**課題**
A: 本文抜粋のうち、「2013-08-30 22:09:34 | 歴史」から「日本人というより、人間の先輩として私は、矢野さんを拝みたい。」までのすべてを、一字一句変えずに返しなさい。
B: 本文抜粋を読み、次の問いに答えなさい。
(i) 元兵士の告白を取材した記事は、何月何日のどの媒体に掲載されたか。
(ii) 矢野正美さんは戦時中どこで従軍したか。
(iii) 矢野正美さんは何歳で亡くなったか。

━━ 本文抜粋

毎日がちょっとぼうけん

日本に戻り、晴耕雨読の日々を綴ります

「『英霊の尊い犠牲』の意味」 2013年8月30日(金) No.734

2013-08-30 22:09:34 | 歴史
この夏、最も印象に残った記事の一つに、
ある日本軍元兵士の告白を取材した8月15日朝日新聞デジタル(石橋英昭写真・記事)
「強盗、殺人…軍命でも私は実行犯」-罪語り、誓う不戦 兵の体験、次代に-
がある。


戦時中フィリピンで従軍し、
昨年92歳で亡くなった矢野正美さんは、
黙っていれば優しい好々爺として一生終われたものを、
戦争で自分が為した非道な行いを語った。
戦後、ずっと胸に仕舞い込んで誰にも話さなかった彼が、
意を決して話し始めた心境は、ただ想像するしかないが、
日本人というより、人間の先輩として私は、矢野さんを拝みたい。
「犠牲になった英霊」たちも、矢野さんのようにしたかったのではないか。
「自分たちは上官の命令に従っただけだと言っても、
自分たちのしたことは罪深い。

━━━━
━━ 資料内容

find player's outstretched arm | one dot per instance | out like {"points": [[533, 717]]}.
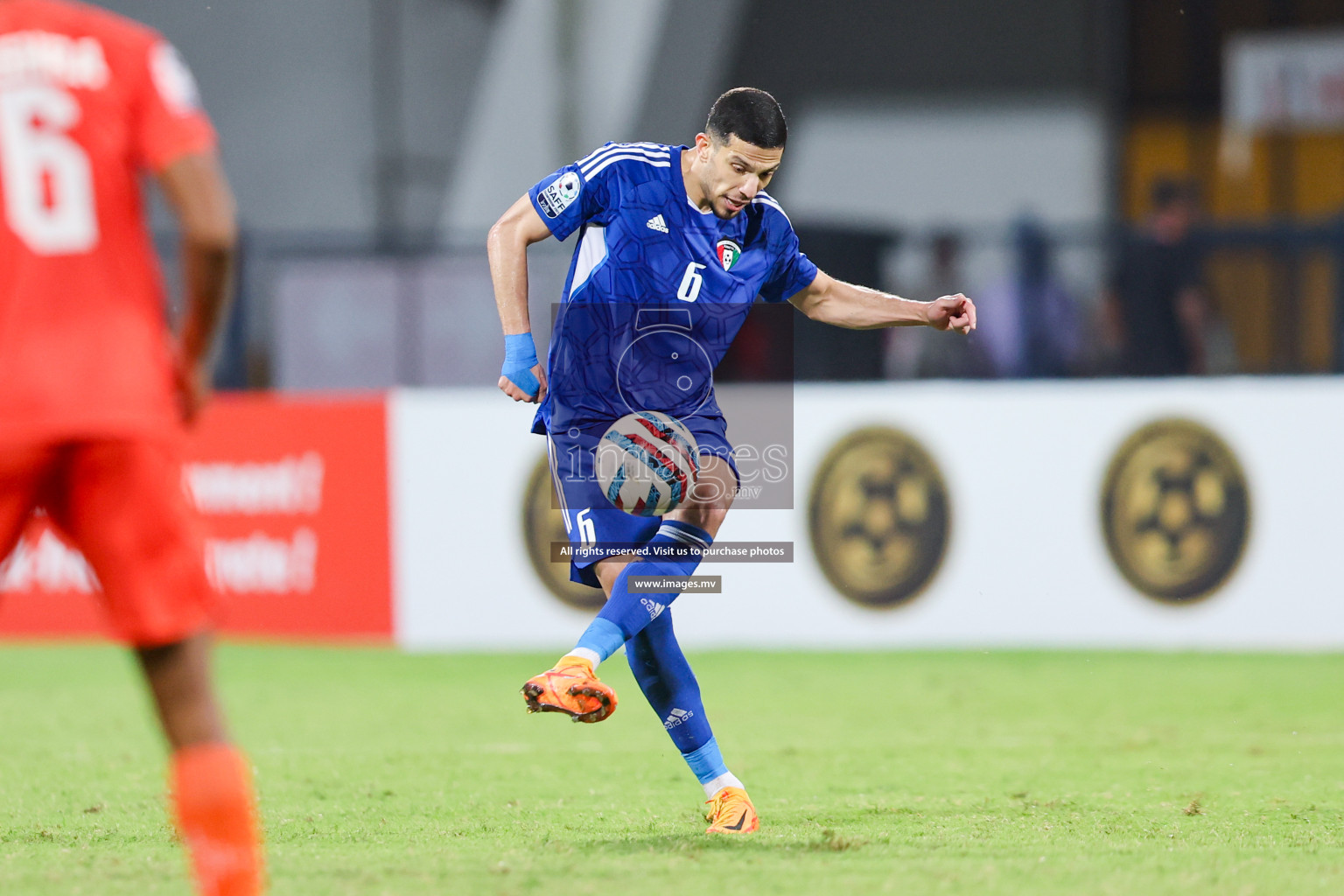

━━━━

**解答**
A:
2013-08-30 22:09:34 | 歴史
この夏、最も印象に残った記事の一つに、
ある日本軍元兵士の告白を取材した8月15日朝日新聞デジタル(石橋英昭写真・記事)
「強盗、殺人…軍命でも私は実行犯」-罪語り、誓う不戦 兵の体験、次代に-
がある。


戦時中フィリピンで従軍し、
昨年92歳で亡くなった矢野正美さんは、
黙っていれば優しい好々爺として一生終われたものを、
戦争で自分が為した非道な行いを語った。
戦後、ずっと胸に仕舞い込んで誰にも話さなかった彼が、
意を決して話し始めた心境は、ただ想像するしかないが、
日本人というより、人間の先輩として私は、矢野さんを拝みたい。

B:
(i) 8月15日の朝日新聞デジタル
(ii) フィリピン
(iii) 92歳